Write out the listing below again, precisely as it is given.
— start SUPPLIED INFORMATION —
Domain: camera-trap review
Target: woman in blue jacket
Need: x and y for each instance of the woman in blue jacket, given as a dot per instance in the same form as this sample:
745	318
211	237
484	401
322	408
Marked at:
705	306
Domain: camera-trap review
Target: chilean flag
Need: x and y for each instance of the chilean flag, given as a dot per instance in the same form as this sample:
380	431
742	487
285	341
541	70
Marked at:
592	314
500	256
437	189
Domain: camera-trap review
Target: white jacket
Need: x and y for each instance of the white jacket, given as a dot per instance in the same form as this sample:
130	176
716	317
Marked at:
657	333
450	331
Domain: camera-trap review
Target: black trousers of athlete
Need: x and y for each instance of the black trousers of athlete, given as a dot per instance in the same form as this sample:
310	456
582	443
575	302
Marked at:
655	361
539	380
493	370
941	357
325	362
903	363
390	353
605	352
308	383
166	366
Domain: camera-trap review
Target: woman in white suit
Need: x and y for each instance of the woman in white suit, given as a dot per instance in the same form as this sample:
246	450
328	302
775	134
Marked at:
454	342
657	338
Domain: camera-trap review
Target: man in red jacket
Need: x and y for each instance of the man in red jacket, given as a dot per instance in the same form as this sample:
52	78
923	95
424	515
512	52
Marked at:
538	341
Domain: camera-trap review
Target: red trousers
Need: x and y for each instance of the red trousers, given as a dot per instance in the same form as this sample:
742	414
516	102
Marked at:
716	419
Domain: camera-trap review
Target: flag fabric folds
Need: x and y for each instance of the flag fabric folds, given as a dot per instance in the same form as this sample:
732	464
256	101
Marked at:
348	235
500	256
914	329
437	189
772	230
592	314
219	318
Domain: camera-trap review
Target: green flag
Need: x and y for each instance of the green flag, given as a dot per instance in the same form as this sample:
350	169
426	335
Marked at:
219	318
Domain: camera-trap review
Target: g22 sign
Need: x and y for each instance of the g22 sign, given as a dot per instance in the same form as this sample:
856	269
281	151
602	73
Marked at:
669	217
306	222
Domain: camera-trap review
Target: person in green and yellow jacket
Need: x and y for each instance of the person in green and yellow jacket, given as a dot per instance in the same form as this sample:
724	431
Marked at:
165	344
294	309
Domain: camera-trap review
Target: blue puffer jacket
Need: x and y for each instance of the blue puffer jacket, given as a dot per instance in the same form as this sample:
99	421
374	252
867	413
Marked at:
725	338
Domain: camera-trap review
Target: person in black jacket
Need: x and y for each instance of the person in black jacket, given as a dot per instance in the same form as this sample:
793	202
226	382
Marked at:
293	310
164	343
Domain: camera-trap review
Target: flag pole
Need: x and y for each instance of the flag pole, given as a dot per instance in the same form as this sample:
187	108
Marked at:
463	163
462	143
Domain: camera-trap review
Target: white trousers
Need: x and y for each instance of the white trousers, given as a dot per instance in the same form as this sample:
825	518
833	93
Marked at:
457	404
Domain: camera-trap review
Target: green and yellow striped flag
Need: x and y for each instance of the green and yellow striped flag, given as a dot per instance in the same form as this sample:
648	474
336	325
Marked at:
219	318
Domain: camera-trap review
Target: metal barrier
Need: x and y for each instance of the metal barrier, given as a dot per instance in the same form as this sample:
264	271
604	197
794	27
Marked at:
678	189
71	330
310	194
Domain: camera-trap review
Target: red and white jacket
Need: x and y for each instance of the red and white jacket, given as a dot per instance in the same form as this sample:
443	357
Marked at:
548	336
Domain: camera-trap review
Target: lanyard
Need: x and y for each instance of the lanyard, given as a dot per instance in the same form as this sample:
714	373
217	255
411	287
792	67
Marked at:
— end SUPPLIED INFORMATION —
- [TASK ANSWER]:
Domain: camera-trap review
Target: woman in blue jacket
Need: x and y for each instance of the woman in blue jacket, given as a dot per instance in the same form as this sample:
745	318
211	237
484	401
322	408
Marked at:
705	306
Domain: camera-trap review
Target: chilean flag
Need: x and y for each instance of the chilean flag, given as a dot per instance in the same form as this sample:
380	431
742	487
285	341
541	70
Marked at:
592	314
500	256
437	189
Domain: camera-trap review
Target: white jacket
Need: x and y for each instance of the white jacket, given as a dot per instance in the same form as this sample:
130	176
716	317
Marked at:
657	333
450	331
Domain: camera-trap review
Target: black trousers of athlete
Need: x and y for each instance of the black trousers of athlete, given as a dot per instance in the same form as this sample:
310	456
582	443
575	302
Marked at:
655	361
539	380
493	370
941	357
325	362
903	363
390	353
605	352
308	383
166	366
Domain: camera-trap review
Target: woman in white suit
Need: x and y for each instance of the woman in white suit, given as a dot per instance in the same form as this sample:
246	450
328	302
775	134
Marked at:
454	342
657	338
Domain: camera-trap review
Target: man in red jacket
Need: x and y for each instance of the man in red jacket, given as a dot per instance in the same form as this sample:
52	78
923	95
424	515
512	52
Marked at:
538	341
Domain: camera-trap review
Target: red trousers
Need: x and y for each instance of the red trousers, given as a dot per instance in the same form as this sample:
742	414
516	102
Marked at:
716	419
Domain: camera-trap review
Target: flag fabric folds
Need: x and y for each instance of the flag fabric folds, given as a dot per instance in the same form as this sample:
732	464
256	101
Marked at:
348	235
500	256
914	329
437	189
772	230
592	314
219	318
Domain: camera-trap review
Target: green flag
Need: x and y for each instance of the green flag, given as a dot per instance in the same form as this sample:
350	169
426	335
Marked at:
219	318
Domain: camera-trap review
Target: g22 sign
Need: x and y for each instance of the g22 sign, given as a dot per instance in the same form as this sample:
856	269
281	151
602	73
Marked at:
669	217
306	222
Domain: camera-trap review
Target: person in green and yellow jacket
Need: x and y for each instance of the person in green and yellow jacket, given as a dot per instance in the same form as this sample:
724	431
Marked at:
165	344
294	309
Domain: camera-trap review
Target: blue puffer jacket
Need: x and y for each instance of the blue puffer jacket, given as a dot per instance in the same form as this sample:
99	421
374	252
867	413
Marked at:
725	338
Domain: camera-trap review
Target: person in black jacket
Need: x and y for each instance of the person in black jacket, given as a dot per instance in the same form as this sample:
793	202
226	382
Marked at:
293	310
164	343
Domain: camera-trap review
Target: flag pole
Need: x and y for each instance of the flag pole, given as a dot per instance in the same form as this sample:
187	108
Marked at:
463	163
462	143
Domain: camera-trap review
Target: white trousers
Need: x and y for each instance of the white trousers, given as a dot per instance in the same form as this sample:
825	518
833	93
Marked at:
457	404
Domain: camera-trap review
Target: green and yellow striped flag
Need: x and y for each instance of the green and yellow striped flag, given as a dot per instance in the same form as this sample:
648	474
336	325
Marked at:
219	318
Domain: camera-trap review
Target: metal barrier
Need: x and y for each instance of the metal barrier, given as a dot per instance in the same form as this sample:
264	271
604	197
794	27
Marked at:
678	189
71	330
310	194
Domain: camera-trap review
Target: red and white jacket
Need: x and y for each instance of the red and white jacket, given as a dot per instance in the same form as this sample:
443	357
Marked at:
548	336
Domain: camera-trap review
Target: lanyard
Need: x and y for each instance of the lanyard, given as a dot per instance in the same form as this sample:
714	373
217	255
411	287
792	67
Marked at:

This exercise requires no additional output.